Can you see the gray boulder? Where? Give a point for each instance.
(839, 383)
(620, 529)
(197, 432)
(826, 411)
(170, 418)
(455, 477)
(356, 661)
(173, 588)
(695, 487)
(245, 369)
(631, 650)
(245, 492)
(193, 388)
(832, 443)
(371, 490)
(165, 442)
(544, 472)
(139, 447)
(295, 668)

### Task brief
Write out the entire listing above again, word for word, keeping every line in its original order.

### Reply
Can you see the gray boulder? Where? Give a point for each instance.
(839, 383)
(620, 529)
(197, 432)
(826, 411)
(170, 418)
(455, 477)
(356, 661)
(173, 588)
(695, 487)
(245, 369)
(631, 650)
(245, 492)
(193, 388)
(832, 443)
(371, 490)
(165, 442)
(544, 472)
(139, 447)
(295, 668)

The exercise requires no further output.